[Problem description]
Reproduce every entry precisely as written.

[Data records]
= Beginning of Section =
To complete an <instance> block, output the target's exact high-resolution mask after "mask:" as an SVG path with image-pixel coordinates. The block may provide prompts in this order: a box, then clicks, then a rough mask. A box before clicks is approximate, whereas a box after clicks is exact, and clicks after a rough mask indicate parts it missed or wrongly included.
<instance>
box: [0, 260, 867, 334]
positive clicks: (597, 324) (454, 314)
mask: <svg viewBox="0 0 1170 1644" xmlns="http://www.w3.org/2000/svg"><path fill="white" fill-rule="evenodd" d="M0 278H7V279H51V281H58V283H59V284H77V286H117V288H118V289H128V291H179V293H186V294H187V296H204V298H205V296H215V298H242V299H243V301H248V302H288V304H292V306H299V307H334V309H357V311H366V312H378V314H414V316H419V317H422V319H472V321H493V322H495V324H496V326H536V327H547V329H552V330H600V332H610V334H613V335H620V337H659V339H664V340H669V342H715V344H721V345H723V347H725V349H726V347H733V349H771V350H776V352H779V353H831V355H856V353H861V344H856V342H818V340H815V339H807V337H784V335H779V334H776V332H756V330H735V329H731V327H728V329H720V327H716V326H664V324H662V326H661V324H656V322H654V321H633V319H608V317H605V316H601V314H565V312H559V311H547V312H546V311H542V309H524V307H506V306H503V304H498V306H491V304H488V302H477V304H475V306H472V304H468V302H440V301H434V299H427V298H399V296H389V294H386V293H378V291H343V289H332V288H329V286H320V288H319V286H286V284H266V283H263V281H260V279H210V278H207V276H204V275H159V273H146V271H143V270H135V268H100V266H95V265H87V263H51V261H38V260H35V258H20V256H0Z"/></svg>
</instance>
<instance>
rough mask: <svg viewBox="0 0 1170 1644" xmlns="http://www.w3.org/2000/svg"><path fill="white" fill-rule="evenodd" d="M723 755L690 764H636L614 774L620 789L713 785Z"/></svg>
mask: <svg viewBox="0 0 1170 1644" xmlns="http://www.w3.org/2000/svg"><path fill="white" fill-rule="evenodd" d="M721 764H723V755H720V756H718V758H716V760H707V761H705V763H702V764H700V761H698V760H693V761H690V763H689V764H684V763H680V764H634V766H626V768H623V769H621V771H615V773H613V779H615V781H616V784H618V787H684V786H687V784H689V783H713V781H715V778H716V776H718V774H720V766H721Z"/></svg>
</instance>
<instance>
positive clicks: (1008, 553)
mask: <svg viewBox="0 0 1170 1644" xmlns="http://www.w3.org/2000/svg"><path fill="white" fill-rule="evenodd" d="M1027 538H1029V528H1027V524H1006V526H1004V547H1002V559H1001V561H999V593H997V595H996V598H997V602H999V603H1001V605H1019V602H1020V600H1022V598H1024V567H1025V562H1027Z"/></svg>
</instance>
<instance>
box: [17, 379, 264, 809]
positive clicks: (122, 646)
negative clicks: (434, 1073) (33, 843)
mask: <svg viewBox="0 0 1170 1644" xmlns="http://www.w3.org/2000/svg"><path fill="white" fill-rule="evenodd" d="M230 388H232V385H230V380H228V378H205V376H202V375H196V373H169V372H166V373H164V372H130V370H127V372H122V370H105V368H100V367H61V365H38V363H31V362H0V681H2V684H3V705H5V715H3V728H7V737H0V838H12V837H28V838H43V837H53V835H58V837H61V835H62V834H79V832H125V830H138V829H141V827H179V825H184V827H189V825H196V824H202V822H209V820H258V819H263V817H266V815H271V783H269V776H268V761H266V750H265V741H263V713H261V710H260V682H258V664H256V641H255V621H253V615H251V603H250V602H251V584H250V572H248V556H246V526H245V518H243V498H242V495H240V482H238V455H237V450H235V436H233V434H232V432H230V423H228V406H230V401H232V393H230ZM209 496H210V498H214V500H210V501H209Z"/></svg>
= End of Section =
[Exercise output]
To complete an <instance> block, output the target's exact high-resolution mask after "mask:" as an SVG path with image-pixel coordinates. The block may provide prompts in this order: a box, then clicks, then a rough mask. A box before clicks is approximate, whereas a box after clicks is exact, and clicks after a rough mask indicate parts it missed or wrongly included.
<instance>
box: [0, 260, 867, 334]
positive clicks: (597, 324) (454, 314)
mask: <svg viewBox="0 0 1170 1644" xmlns="http://www.w3.org/2000/svg"><path fill="white" fill-rule="evenodd" d="M0 278H7V279H51V281H58V283H59V284H77V286H117V288H118V289H128V291H179V293H186V294H187V296H204V298H205V296H215V298H242V299H243V301H248V302H288V304H292V306H299V307H334V309H357V311H366V312H378V314H414V316H419V317H422V319H472V321H493V322H495V324H496V326H536V327H547V329H552V330H600V332H610V334H613V335H620V337H659V339H664V340H669V342H715V344H721V345H723V347H725V349H726V347H733V349H771V350H776V352H779V353H831V355H856V353H861V344H856V342H818V340H815V339H807V337H784V335H779V334H776V332H756V330H735V329H731V327H728V329H720V327H716V326H664V324H662V326H661V324H656V322H654V321H633V319H608V317H605V316H601V314H565V312H559V311H547V312H546V311H542V309H524V307H506V306H503V304H498V306H491V304H488V302H477V304H475V306H472V304H468V302H440V301H434V299H427V298H399V296H389V294H386V293H378V291H343V289H332V288H329V286H320V288H319V286H286V284H266V283H263V281H260V279H210V278H207V276H204V275H159V273H146V271H143V270H135V268H100V266H95V265H87V263H51V261H38V260H35V258H20V256H0Z"/></svg>
</instance>
<instance>
rough mask: <svg viewBox="0 0 1170 1644" xmlns="http://www.w3.org/2000/svg"><path fill="white" fill-rule="evenodd" d="M723 755L690 764H636L614 774L620 789L713 785Z"/></svg>
mask: <svg viewBox="0 0 1170 1644" xmlns="http://www.w3.org/2000/svg"><path fill="white" fill-rule="evenodd" d="M721 764H723V755H720V756H718V758H716V760H707V761H705V763H702V764H700V761H698V760H693V761H690V763H689V764H684V763H680V764H634V766H626V768H623V769H621V771H615V773H613V779H615V781H616V784H618V787H684V786H687V784H689V783H713V781H715V778H716V776H718V774H720V766H721Z"/></svg>
</instance>
<instance>
positive clicks: (1008, 553)
mask: <svg viewBox="0 0 1170 1644" xmlns="http://www.w3.org/2000/svg"><path fill="white" fill-rule="evenodd" d="M1027 538H1029V528H1027V524H1006V526H1004V547H1002V559H1001V561H999V593H997V595H996V598H997V602H999V603H1001V605H1019V602H1020V600H1022V598H1024V567H1025V562H1027Z"/></svg>
</instance>
<instance>
box: [17, 379, 264, 809]
positive clicks: (122, 646)
negative clicks: (434, 1073) (33, 843)
mask: <svg viewBox="0 0 1170 1644" xmlns="http://www.w3.org/2000/svg"><path fill="white" fill-rule="evenodd" d="M230 388H232V385H230V380H228V378H205V376H202V375H196V373H169V372H166V373H164V372H130V370H127V372H122V370H105V368H100V367H61V365H38V363H31V362H0V681H2V684H3V705H5V715H3V728H7V737H0V838H12V837H28V838H43V837H53V835H58V837H61V835H62V834H79V832H125V830H138V829H141V827H179V825H184V827H189V825H196V824H202V822H209V820H258V819H263V817H266V815H271V783H269V776H268V761H266V750H265V741H263V713H261V710H260V682H258V664H256V641H255V621H253V615H251V603H250V602H251V584H250V572H248V556H246V526H245V518H243V498H242V495H240V482H238V455H237V450H235V436H233V434H232V432H230V423H228V406H230V401H232V393H230ZM209 496H210V498H214V500H210V501H209Z"/></svg>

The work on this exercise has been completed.